Provided material: Begin
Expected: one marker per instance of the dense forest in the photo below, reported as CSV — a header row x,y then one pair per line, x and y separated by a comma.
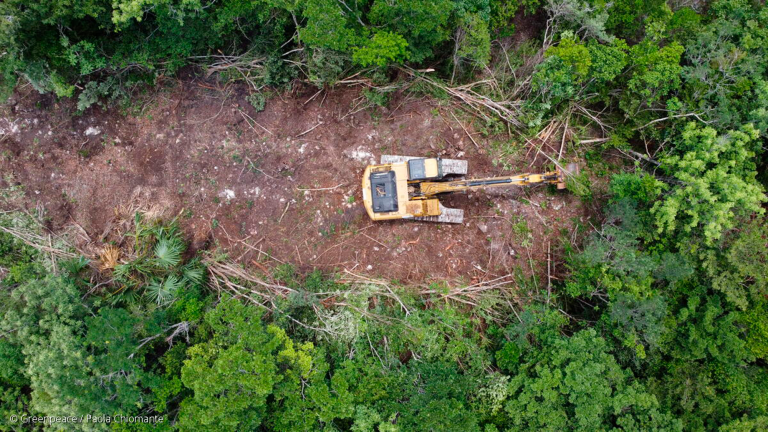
x,y
661,323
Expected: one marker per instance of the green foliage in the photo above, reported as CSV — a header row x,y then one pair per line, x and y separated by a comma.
x,y
157,267
233,373
423,24
718,183
655,73
573,54
575,383
382,49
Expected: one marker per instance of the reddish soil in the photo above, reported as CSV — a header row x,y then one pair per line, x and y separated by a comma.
x,y
189,149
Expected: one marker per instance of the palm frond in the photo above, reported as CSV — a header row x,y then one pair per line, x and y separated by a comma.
x,y
168,252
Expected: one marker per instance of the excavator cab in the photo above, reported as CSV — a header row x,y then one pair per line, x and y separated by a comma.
x,y
404,187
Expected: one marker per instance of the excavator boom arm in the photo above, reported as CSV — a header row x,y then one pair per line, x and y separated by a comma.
x,y
429,189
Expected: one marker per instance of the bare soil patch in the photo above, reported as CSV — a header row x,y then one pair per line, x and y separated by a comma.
x,y
258,186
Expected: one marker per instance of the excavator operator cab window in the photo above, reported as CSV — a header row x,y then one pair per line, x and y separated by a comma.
x,y
384,192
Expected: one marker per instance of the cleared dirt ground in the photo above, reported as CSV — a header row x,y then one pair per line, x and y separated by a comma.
x,y
266,188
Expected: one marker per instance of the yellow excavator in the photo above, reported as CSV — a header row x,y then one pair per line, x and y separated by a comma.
x,y
404,187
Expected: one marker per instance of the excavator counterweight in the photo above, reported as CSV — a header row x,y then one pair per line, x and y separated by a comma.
x,y
404,187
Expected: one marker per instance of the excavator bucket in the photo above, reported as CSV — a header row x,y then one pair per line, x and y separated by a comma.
x,y
407,187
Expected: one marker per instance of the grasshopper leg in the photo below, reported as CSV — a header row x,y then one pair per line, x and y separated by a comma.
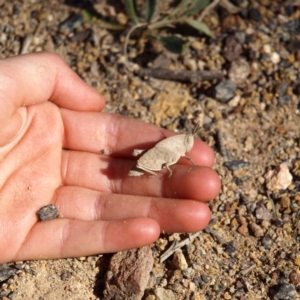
x,y
147,170
190,159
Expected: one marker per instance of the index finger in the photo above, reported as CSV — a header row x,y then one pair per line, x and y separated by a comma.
x,y
118,136
35,78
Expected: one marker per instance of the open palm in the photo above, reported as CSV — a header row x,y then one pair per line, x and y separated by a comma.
x,y
51,137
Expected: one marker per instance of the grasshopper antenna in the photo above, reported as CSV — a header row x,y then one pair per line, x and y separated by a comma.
x,y
196,128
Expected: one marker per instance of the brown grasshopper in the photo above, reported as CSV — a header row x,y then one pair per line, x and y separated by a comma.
x,y
164,154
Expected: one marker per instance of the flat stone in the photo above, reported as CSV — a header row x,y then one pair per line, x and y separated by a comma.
x,y
128,274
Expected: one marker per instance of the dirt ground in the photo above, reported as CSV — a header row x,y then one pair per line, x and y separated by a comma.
x,y
250,117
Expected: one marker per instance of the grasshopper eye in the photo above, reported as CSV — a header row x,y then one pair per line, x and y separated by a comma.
x,y
189,142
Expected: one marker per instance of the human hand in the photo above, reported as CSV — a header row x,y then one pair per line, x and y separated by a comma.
x,y
51,136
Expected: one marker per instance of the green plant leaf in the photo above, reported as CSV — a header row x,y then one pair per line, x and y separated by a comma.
x,y
150,9
197,6
130,7
180,8
173,44
199,26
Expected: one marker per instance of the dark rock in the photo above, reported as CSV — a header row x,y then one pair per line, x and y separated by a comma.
x,y
254,14
262,213
293,46
281,88
225,91
47,212
232,49
293,27
236,164
282,100
284,291
81,36
294,278
71,23
230,248
128,274
266,242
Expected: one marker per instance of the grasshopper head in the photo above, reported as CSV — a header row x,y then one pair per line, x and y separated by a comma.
x,y
189,141
189,138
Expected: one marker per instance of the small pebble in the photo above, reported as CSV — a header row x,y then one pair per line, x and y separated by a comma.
x,y
225,91
47,212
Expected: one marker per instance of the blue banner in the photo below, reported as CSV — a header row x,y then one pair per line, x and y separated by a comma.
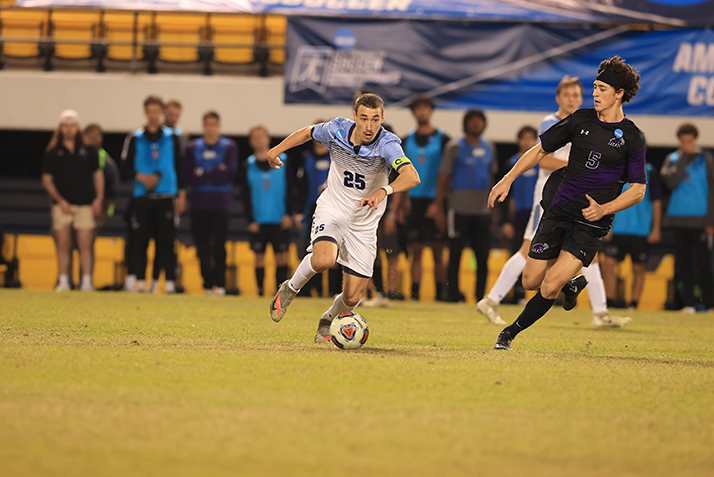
x,y
492,66
669,12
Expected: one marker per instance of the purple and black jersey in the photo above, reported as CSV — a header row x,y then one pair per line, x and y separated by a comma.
x,y
603,157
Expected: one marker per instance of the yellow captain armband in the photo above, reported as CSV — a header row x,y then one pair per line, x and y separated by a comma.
x,y
400,162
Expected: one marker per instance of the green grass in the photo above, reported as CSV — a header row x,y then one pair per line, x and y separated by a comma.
x,y
110,384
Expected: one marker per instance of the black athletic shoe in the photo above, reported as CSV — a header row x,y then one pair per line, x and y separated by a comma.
x,y
504,341
571,290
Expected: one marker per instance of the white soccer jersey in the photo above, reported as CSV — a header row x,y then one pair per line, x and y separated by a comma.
x,y
356,172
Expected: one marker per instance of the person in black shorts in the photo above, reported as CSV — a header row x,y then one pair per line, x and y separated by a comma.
x,y
633,230
267,206
579,200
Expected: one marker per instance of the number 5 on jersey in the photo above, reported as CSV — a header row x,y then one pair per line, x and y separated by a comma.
x,y
354,180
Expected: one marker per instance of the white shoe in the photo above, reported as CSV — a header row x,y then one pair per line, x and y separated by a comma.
x,y
489,309
379,301
170,287
62,287
154,287
606,320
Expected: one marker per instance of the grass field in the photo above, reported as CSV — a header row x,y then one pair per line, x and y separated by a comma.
x,y
111,384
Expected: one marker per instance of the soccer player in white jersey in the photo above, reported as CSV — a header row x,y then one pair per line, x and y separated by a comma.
x,y
569,97
344,228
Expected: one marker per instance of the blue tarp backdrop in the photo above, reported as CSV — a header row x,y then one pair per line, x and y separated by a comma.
x,y
490,65
671,12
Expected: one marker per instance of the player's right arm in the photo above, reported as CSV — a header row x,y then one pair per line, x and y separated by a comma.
x,y
301,136
527,161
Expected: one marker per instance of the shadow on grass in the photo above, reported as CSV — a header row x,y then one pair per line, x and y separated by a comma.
x,y
691,363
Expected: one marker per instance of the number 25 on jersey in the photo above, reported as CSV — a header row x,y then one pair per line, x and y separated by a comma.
x,y
354,180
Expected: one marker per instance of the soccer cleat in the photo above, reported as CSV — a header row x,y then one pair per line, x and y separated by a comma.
x,y
379,301
606,320
323,331
571,290
87,287
504,341
62,287
489,309
281,301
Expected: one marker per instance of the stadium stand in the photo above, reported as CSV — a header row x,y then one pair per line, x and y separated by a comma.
x,y
157,39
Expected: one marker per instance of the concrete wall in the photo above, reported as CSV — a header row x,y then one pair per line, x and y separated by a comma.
x,y
33,100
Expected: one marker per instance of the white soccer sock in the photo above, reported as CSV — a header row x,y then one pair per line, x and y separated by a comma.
x,y
338,306
596,288
508,277
303,273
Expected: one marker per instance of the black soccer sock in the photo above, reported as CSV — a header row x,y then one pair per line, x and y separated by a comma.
x,y
378,281
439,290
281,274
259,277
533,311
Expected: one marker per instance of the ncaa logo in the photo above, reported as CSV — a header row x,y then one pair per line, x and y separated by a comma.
x,y
539,247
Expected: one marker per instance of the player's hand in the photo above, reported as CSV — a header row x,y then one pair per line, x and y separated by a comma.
x,y
389,226
499,192
297,220
507,231
374,199
655,236
65,207
594,211
97,206
440,221
274,159
149,180
286,222
180,204
432,211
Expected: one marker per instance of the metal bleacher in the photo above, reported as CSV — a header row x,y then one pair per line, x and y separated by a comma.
Provided material: End
§ What the task asks
Apart from the pictures, repeat the data above exactly.

§ Written response
Expected: one marker per instance of the dense forest in the photo below, reported as CSV — a header row x,y then one pair per line, x and y separated by a comma.
x,y
661,323
Expected: one marker per instance of the green foliage in the photo above, reported as CSV — a header row x,y then one pair per line, x and y separated by a comma.
x,y
157,267
233,373
423,24
718,183
655,73
573,54
575,383
382,49
Expected: one marker per instance of the reddish soil in the photo above, reported as CSV — a header row x,y then one pair per line, x and y separated by a comma.
x,y
189,149
Expected: one marker per instance of the palm frond in the photo above, reported as CSV — a header row x,y then one pair per line, x and y separated by a comma.
x,y
168,252
Expected: one marker per instance of the excavator cab in the photo above, reported as CSV — a header row x,y then one pair per line, x and y separated by a comma.
x,y
404,187
Expected: one marker per instance of the excavator boom arm in the photo above, reported as CSV — a header row x,y then one pair per line, x and y separated by a comma.
x,y
429,189
Expected: one marker per instance of the bare soil patch in the photo above, reported as CSV — a header row x,y then one pair per line, x and y separated by a comma.
x,y
258,186
Expected: one marker per instance of the excavator operator cab window in the photo above, reported as CSV — a header row x,y then one pair per line, x and y separated by a comma.
x,y
384,192
Expected: one marker per instance of the cleared dirt ground in the photo above, reported as CSV — a header row x,y then one pair per line, x and y separated by a comma.
x,y
266,188
Expected: one marker per instance of the yellow excavator in the photo above, reported as CSV — a header row x,y then one pair per line, x and y separated by a comma.
x,y
404,187
Expected: one marker per instance of the excavator counterweight in the photo above, reported as CSV — a header row x,y then one pair per line, x and y separated by a comma.
x,y
404,187
Expected: one marker per instance of the excavator bucket in the photo above, reported as CSV — a header row x,y then one pair per line, x and y separated by a comma.
x,y
407,187
Expected: one marker per instance of the grasshopper leg in the photo below, reported as CSV — a header row x,y then one pair per line, x and y separated by a comma.
x,y
147,170
190,159
Expected: one marker per instance of the index finger in the photo above, reported as CSV — a header row x,y then one pair per line, x and y separated by a comma.
x,y
118,136
35,78
Expected: one marker per instance of the open palm in the photo above, reported as CSV — a header row x,y then one pair per line, x and y separated by a comma.
x,y
51,137
Expected: one marker per instance of the grasshopper antenna in the photo above, reported as CSV — a header row x,y then one pair per line, x and y separated by a comma.
x,y
196,128
Expected: one marker per instance of the brown grasshopper in the photo above, reported as CSV — a header row x,y then one pair per line, x and y separated by a comma.
x,y
164,154
Expected: one marker per instance of the flat stone in the photo above, reported as CSV — a header row x,y then one pair per line, x and y separated by a comma.
x,y
128,274
Expected: one marker per instance of the dirt ground in the photo above, reported as CSV — a header row x,y then one pair per line, x and y separated by a comma.
x,y
250,117
Expected: one marker per instance of the grasshopper eye in the photo above, reported as CSV — a header row x,y then one pair per line, x and y separated by a comma.
x,y
189,142
Expected: one marker per instance of the human hand in the photo above, reported as CSV — a header row x,y then one pair per line, x and y separated by a comma.
x,y
51,136
Expected: one marker per instance of the green plant leaf in the photo above, reported as CSV — a header row x,y then one pair per line, x and y separated by a comma.
x,y
150,9
197,6
130,7
180,8
173,44
199,26
Expected: one marker per instance of the dark rock in the photo above, reported as CSV — a header row x,y then one pair per line, x and y separated by a comma.
x,y
254,14
262,213
293,46
281,88
225,91
47,212
232,49
293,27
236,164
282,100
284,291
81,36
294,278
71,23
230,248
128,274
266,242
Expected: one marker per instance of the grasshopper head in the photo above, reported as CSV — a header row x,y then one pair per line, x and y separated by a comma.
x,y
189,141
189,138
Expected: one marker per instance of the small pebble in the photo above, reported as CSV — a header row x,y then one pair per line, x and y separated by a comma.
x,y
225,91
47,212
Expected: one marker per instance of the blue banner in the photo below, reported as CSV — a header row x,y then one pair per line, x and y separated by a comma.
x,y
492,66
669,12
Expected: one marker per instance of the purple and black jersey in the photo above, reported as CSV — a header row x,y then one pair per line, x and y separated by a comma.
x,y
603,157
Expected: one marker per instance of the yellow captain armband in the photo above, reported as CSV — a header row x,y then one pair per line, x and y separated by a comma.
x,y
400,162
Expected: one marker per instance of the green grass in the photo above, reported as CSV — a header row x,y then one pair per line, x and y separated by a comma.
x,y
110,384
Expected: one marker per instance of the black athletic shoe in the photo above, reported as CSV — a header row x,y then one pair per line, x and y separated by a comma.
x,y
504,341
571,290
Expected: one marker per instance of the white soccer jersey in the photo above, reported as CSV — a header row x,y then one pair per line, x and y separated by a comma.
x,y
356,172
Expected: one marker per instance of the person in black shorts in the photo above, reported as CSV — a header row x,y then one pair per line, x and y separated by a comma.
x,y
633,230
267,206
579,200
Expected: one marker per instance of the number 5 on jersey in the photo above, reported as CSV — a header row x,y then one pair per line, x and y separated by a comma.
x,y
354,180
Expected: one marker per instance of the white shoe in the photo above, reported as CSV — a header row x,y then one pair per line, x and y separated by a comma.
x,y
489,309
379,301
170,287
62,287
154,287
606,320
Expected: one marker per instance of the grass field in the photo above, reported as CSV — a header row x,y then one pair per line, x and y separated by a comma.
x,y
111,384
Expected: one marker per instance of the soccer player in white jersey in the photo above, reported as CSV — a header row x,y then one pair per line, x and y separated by a comma.
x,y
569,97
344,228
Expected: one marker per instance of the blue tarp backdrop in the photo above, reported as CSV — a header row x,y then one pair per line, x and y separated by a comma.
x,y
490,65
671,12
Expected: one marker per instance of the player's right arm in the photo above, reported as CSV — a header row x,y then one pair per line, x and y separated by a comma.
x,y
301,136
527,161
Expected: one marker per instance of the shadow on grass in the photo above, reported as CSV — a header row x,y then one pair per line, x and y separated by a comma.
x,y
691,363
Expected: one marker per instance of the number 25 on jersey in the photo above, reported as CSV — a header row x,y then one pair per line, x and y separated by a comma.
x,y
354,180
Expected: one marker per instance of the soccer cleat in the photo above, reported as CSV — a header row x,y then one pair per line, x and y separated by a comma.
x,y
379,301
606,320
323,331
571,290
87,287
504,341
62,287
489,309
281,301
Expected: one marker per instance of the stadium stand in the photo above, reported as CSV — a header row x,y then one pair per line, x and y separated by a comma.
x,y
157,39
Expected: one marker per instance of the concrete wall in the photo above, reported as CSV — a header row x,y then one pair per line, x and y separated by a comma.
x,y
33,100
Expected: one marker per instance of the white soccer sock in the photo above, reported as CSV — a header row x,y then one pair per line, x and y separated by a comma.
x,y
338,306
596,288
508,277
303,273
Expected: one marker per instance of the black soccer sock in the photo above, reported as CSV — a header row x,y then one pair per line, x and y separated by a comma.
x,y
378,281
439,290
281,274
259,277
533,311
Expected: one marker per instance of the ncaa logo in the photo above, reported as CSV — a header row x,y then one pair per line, x and y separated by a comma.
x,y
539,247
Expected: one marker per instance of the player's hand in the photo above, reported as CSV — a header row x,y then one pair per line, x and y separated by a comma.
x,y
389,226
499,192
297,220
507,231
374,199
655,236
65,207
594,211
97,206
440,221
274,159
149,180
286,222
180,204
432,211
Expected: one marker per instance of the metal bleacher in the photo above, reported as CSV — a header row x,y then one pair per line, x and y separated by a comma.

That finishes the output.